PROBLEM DETAILS: Print the lines that run from the line with "Query: weathered wooden post" to the line with "<point>177,29</point>", keeping both end lines, exactly as they appear in the entries below, and nothing else.

Records from a data collection
╭──
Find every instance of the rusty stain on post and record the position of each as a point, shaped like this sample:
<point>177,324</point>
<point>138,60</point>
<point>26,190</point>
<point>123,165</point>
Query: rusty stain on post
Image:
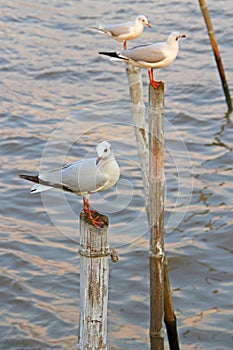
<point>216,52</point>
<point>94,273</point>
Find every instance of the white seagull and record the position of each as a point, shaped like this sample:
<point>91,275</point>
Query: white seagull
<point>82,177</point>
<point>158,55</point>
<point>125,31</point>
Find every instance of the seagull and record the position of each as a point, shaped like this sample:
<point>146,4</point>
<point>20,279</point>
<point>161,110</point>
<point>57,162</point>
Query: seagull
<point>150,56</point>
<point>82,177</point>
<point>125,31</point>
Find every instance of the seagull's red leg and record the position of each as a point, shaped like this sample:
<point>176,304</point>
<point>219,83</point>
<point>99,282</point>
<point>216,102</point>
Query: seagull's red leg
<point>153,83</point>
<point>86,208</point>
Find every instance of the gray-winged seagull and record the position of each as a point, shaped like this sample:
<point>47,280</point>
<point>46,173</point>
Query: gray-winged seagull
<point>82,177</point>
<point>150,56</point>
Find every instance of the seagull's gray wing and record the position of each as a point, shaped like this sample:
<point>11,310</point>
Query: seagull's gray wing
<point>79,177</point>
<point>119,29</point>
<point>145,53</point>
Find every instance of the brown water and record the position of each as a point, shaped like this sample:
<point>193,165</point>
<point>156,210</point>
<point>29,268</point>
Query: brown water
<point>58,100</point>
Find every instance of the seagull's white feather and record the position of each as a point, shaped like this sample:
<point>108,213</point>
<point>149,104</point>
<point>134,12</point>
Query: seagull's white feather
<point>81,177</point>
<point>158,55</point>
<point>125,31</point>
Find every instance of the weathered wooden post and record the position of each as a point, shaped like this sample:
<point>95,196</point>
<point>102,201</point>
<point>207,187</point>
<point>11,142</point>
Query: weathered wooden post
<point>156,204</point>
<point>216,52</point>
<point>141,133</point>
<point>94,274</point>
<point>139,121</point>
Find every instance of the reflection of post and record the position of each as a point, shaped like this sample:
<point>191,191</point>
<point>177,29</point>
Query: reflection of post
<point>216,52</point>
<point>139,122</point>
<point>94,273</point>
<point>156,184</point>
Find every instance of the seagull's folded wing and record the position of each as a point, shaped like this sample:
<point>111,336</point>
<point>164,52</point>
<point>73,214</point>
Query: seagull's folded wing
<point>120,29</point>
<point>144,53</point>
<point>80,177</point>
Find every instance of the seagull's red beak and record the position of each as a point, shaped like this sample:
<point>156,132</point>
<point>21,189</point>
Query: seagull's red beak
<point>97,160</point>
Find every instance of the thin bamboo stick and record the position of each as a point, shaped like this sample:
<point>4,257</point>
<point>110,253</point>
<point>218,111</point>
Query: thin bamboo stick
<point>216,52</point>
<point>156,204</point>
<point>139,121</point>
<point>94,275</point>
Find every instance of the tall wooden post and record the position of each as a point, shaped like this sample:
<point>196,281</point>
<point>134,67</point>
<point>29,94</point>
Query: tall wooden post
<point>139,121</point>
<point>156,204</point>
<point>94,274</point>
<point>216,52</point>
<point>141,133</point>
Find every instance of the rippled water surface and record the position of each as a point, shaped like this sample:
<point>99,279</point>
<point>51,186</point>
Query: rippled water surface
<point>59,98</point>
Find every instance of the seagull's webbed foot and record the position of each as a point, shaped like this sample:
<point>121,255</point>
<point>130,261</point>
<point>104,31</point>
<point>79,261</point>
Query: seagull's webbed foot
<point>96,222</point>
<point>153,82</point>
<point>93,218</point>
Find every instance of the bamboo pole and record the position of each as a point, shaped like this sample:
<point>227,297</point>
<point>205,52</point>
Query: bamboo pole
╰──
RESPONSE TO THIS EXERCISE:
Query: weathered wooden post
<point>156,204</point>
<point>216,52</point>
<point>141,133</point>
<point>94,274</point>
<point>139,121</point>
Find every instance of the reflection of post and record the position of each as a point, shaped like this sample:
<point>191,191</point>
<point>177,29</point>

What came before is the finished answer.